> Source passage
★ ★ ★

WE still encounter terms like “The politics of development” and the likes of “We want development for the people”.

“Development” it seems, just would not go away. Or it would seem earlier, “globalisation” and all its contents would be the new
buzzword. And we cannot forget colonialism either, which arguably forms a direct continuity to new nation states and communities. Some have argued that colonialism as a collective memory has been replaced by new forms of post-colonial institutions and actors.

After almost 60 years of independence, Malaya, and Malaysia has experienced the development decades of the 1950s and 1960s. The post-1970 era can be seen as an attempts at constructing a new phase, and a new narrative in nation-building. Intangible values and physical development become the avatar of Malaysia.

It would be instructive to recall earlier debates on development and its meaning, much of these, especially in the 1970s and 1980s, were produced by the United Nations Education, Scientific and Cultural Organisation.

A particular focus has been the role of communication and development. Although more than three decades has passed, it would be useful to examine the historical and sociological dimensions of the term “development” — and mindful that the term “progress” was a post-World War 2 phenomenon.

It has become synonymous with growth, modernisation, change, productivity, industrialisation and a score of similar Western historical changes. Anything qualitative — read culture and values, the arts, as well as indigenous knowledge systems — were excluded because these are not measurable in quantitative terms. As a response, “sustainable development” came into being, supposedly to include and contain the other in the development paradigm.

The 1987 Brundtland Report titled “Our Common Future” defined “sustainable development” as “a process of change, in which the exploitation of resources, the direction of investments, the orientation of technological development and institutional change are all in harmony and enhance current and future potential to meet human needs and aspirations”.

Some have argued that “development” as a concept was introduced by Ibn Khaldun (1332–1406AD) in his Muqaddimah (An Introduction to History). His discussion on a new science of the development of society, considered the fundamental causes of historical evolution. He attributed this to the economic and social structures of society.

The Khaldunian notion of development would have influenced European philosophers and thinkers beginning from the 17th to the 20th centuries. These would be in terms of the transformation from rural, communal, agrarian society to the urban, rational, contractual and industrial nation state system.

★ ★ ★

> Dataset section
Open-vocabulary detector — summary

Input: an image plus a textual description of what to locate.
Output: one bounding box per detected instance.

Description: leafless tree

★ ★ ★

> Given instruction
Reproduce the passage on the meaning of development word for word, in full.

> Solution to the problem
WE still encounter terms like “The politics of development” and the likes of “We want development for the people”.

“Development” it seems, just would not go away. Or it would seem earlier, “globalisation” and all its contents would be the new
buzzword. And we cannot forget colonialism either, which arguably forms a direct continuity to new nation states and communities. Some have argued that colonialism as a collective memory has been replaced by new forms of post-colonial institutions and actors.

After almost 60 years of independence, Malaya, and Malaysia has experienced the development decades of the 1950s and 1960s. The post-1970 era can be seen as an attempts at constructing a new phase, and a new narrative in nation-building. Intangible values and physical development become the avatar of Malaysia.

It would be instructive to recall earlier debates on development and its meaning, much of these, especially in the 1970s and 1980s, were produced by the United Nations Education, Scientific and Cultural Organisation.

A particular focus has been the role of communication and development. Although more than three decades has passed, it would be useful to examine the historical and sociological dimensions of the term “development” — and mindful that the term “progress” was a post-World War 2 phenomenon.

It has become synonymous with growth, modernisation, change, productivity, industrialisation and a score of similar Western historical changes. Anything qualitative — read culture and values, the arts, as well as indigenous knowledge systems — were excluded because these are not measurable in quantitative terms. As a response, “sustainable development” came into being, supposedly to include and contain the other in the development paradigm.

The 1987 Brundtland Report titled “Our Common Future” defined “sustainable development” as “a process of change, in which the exploitation of resources, the direction of investments, the orientation of technological development and institutional change are all in harmony and enhance current and future potential to meet human needs and aspirations”.

Some have argued that “development” as a concept was introduced by Ibn Khaldun (1332–1406AD) in his Muqaddimah (An Introduction to History). His discussion on a new science of the development of society, considered the fundamental causes of historical evolution. He attributed this to the economic and social structures of society.

The Khaldunian notion of development would have influenced European philosophers and thinkers beginning from the 17th to the 20th centuries. These would be in terms of the transformation from rural, communal, agrarian society to the urban, rational, contractual and industrial nation state system.